_TASK SET_
A - Reproduce the passage of the essay on seeing photographically between "This article is" and "to see photographically.", inclusive, substituting "articles" for every occurrence of "essays".
B - Carry the essay on seeing photographically forward, picking up right after its final sentence.

By: Alain Briot
Alain Briot is one of the most successful landscape photographers working
in the U.S. today. He was educated at the Ecole des Beaux Art in Paris,
has a Masters degree in Fine Art, and is currently working on his Phd.
This article is the first in a series of nine essays focused on the aesthetic aspects of photography. The overall goal of this series is to help you create a photograph which is aesthetically pleasing: a beautiful photograph.
This series of essays is related to my (2003-2004)Workshop Series. These new workshops will focus upon implementing in the field and through exercises, the concepts, techniques and approaches discussed in my essays. Together they provide a strong foundation on which to build and refine your photographic skills.
This first essay starts with an introduction to the series and continues with the first of the eight areas in the series:How to see photographically.
Part One – How to See Photographically
1 — Introduction
When Michael Reichmann first asked me to write an essay on “aesthetics” for this site my initial reaction was “What do you mean by aesthetics?” When we further discussed this essay idea while photographing together in theEscalante Grand Staircase National Monumentarea and Michael further described what he meant by aesthetics, I continued to be slightly at a loss about what to say on this subject . Even now, after having launched body and soul into the topic, I still find it difficult to write on something which is clearly an essential aspect of my work.
Why is it so difficult to explain the things you do everyday, the things you do intuitively, almost unconsciously? The reason I believe is simple: it is difficult because these things come naturally, almost easily, without having to purposefully have to think about them.
In my case it is also difficult to put into words a system which has largely been developed through years of trial and error, years of learning what works and what doesn’t work, until, someday, I find myself looking at one of my images thinking “I really like this one. How did I get there?” I, and you, got there, I am tempted to say, because of perseverance, because we never gave up, and because we loved photography so much that we somehow found both the motivation and the finances to continue in the face of less than satisfying results.

_RECORDED INFORMATION_

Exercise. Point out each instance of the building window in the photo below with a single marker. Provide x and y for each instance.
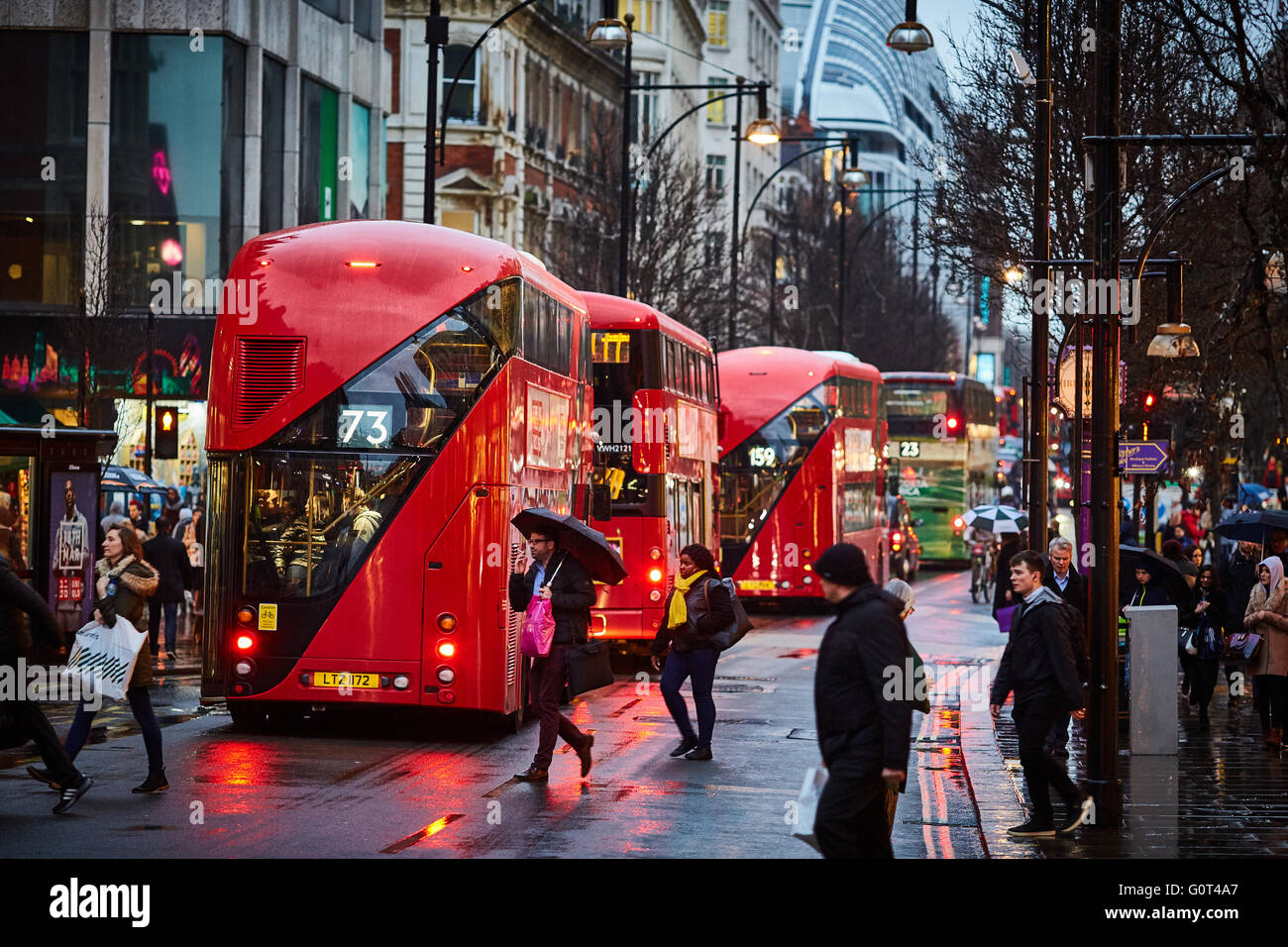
(271, 147)
(644, 13)
(645, 107)
(320, 110)
(716, 111)
(717, 22)
(715, 172)
(364, 24)
(360, 140)
(43, 115)
(330, 8)
(175, 183)
(460, 221)
(465, 103)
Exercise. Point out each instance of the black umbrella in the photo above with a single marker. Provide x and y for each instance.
(127, 478)
(588, 547)
(1164, 571)
(1252, 527)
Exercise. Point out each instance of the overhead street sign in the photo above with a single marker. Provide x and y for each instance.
(1142, 457)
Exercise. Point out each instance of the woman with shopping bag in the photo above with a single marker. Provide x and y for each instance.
(125, 579)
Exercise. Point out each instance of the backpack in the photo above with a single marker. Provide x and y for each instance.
(729, 637)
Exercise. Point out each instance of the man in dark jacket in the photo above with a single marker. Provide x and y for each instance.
(863, 723)
(1041, 668)
(17, 596)
(170, 560)
(1063, 579)
(557, 577)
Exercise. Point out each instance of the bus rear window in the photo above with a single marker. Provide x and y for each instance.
(915, 402)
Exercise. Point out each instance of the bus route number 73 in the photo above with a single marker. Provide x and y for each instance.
(365, 424)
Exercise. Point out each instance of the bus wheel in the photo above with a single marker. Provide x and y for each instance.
(248, 715)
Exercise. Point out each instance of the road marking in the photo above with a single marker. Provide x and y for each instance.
(432, 828)
(626, 706)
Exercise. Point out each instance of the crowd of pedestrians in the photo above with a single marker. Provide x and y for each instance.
(145, 575)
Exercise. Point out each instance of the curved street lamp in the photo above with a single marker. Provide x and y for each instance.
(910, 37)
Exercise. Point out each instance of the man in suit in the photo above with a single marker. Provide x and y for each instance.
(557, 577)
(1064, 579)
(1041, 669)
(170, 558)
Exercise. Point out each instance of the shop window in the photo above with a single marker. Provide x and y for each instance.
(318, 112)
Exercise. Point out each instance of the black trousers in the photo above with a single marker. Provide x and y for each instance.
(549, 676)
(1033, 720)
(34, 724)
(851, 819)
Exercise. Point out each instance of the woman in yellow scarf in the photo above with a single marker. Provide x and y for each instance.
(700, 608)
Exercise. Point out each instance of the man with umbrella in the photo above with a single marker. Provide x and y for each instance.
(557, 575)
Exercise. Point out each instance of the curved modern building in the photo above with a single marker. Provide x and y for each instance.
(838, 73)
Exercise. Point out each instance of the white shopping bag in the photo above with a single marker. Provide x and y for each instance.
(806, 804)
(103, 657)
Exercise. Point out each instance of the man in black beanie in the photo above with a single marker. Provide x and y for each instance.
(863, 722)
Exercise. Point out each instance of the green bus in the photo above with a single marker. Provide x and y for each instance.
(941, 444)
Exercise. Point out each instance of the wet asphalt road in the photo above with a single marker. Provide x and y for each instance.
(376, 787)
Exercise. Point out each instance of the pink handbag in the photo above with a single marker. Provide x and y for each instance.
(539, 625)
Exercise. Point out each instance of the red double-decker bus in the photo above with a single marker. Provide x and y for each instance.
(391, 397)
(656, 455)
(802, 467)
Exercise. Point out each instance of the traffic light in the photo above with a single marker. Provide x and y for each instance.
(166, 433)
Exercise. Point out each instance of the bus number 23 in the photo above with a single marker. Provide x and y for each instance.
(373, 425)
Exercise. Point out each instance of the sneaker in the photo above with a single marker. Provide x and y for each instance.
(684, 746)
(1081, 810)
(156, 783)
(72, 793)
(43, 776)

_ANSWERS PER TASK_
A -
This article is the first in a series of nine articles focused on the aesthetic aspects of photography. The overall goal of this series is to help you create a photograph which is aesthetically pleasing: a beautiful photograph.
This series of articles is related to my (2003-2004)Workshop Series. These new workshops will focus upon implementing in the field and through exercises, the concepts, techniques and approaches discussed in my articles. Together they provide a strong foundation on which to build and refine your photographic skills.
This first essay starts with an introduction to the series and continues with the first of the eight areas in the series:How to see photographically.

B -
I am a visually oriented person. I have a long experience not only in photography but as a visual artist working in several different media. While I started photography in 1980 I was trained as a fine artist in painting and drawing before then and practiced art, under the guidance of my parents, since my early childhood.
Furthermore I am focused upon representing what I perceive as being beautiful in the most aesthetic way I can conceive of. I practice aesthetics on a daily basis, except I do not call it aesthetics. I don’t actually have a name for it. I create beautiful images of natural places, that’s all.
I am therefore looking for an effective way to teach what I do. But, I am also concerned with not making the subject unnecessarily complicated. After all it would be easy to approach it from a theoretical perspective, using lengthy and obscure terminology and creating a text which although it may be of interest to academics would provide no help whatsoever to photographers wanting to create better photographs.
So how do you explain, in a manner as clear and concise as possible, something that you do unconsciously? Well, one way is to explain how you proceed step by step, breaking the topic down into major areas. This is the approach I will follow in this series of essays. It has the advantage of being simple, of going straight to the point, and of moving from one concept to another in a logical and organized fashion.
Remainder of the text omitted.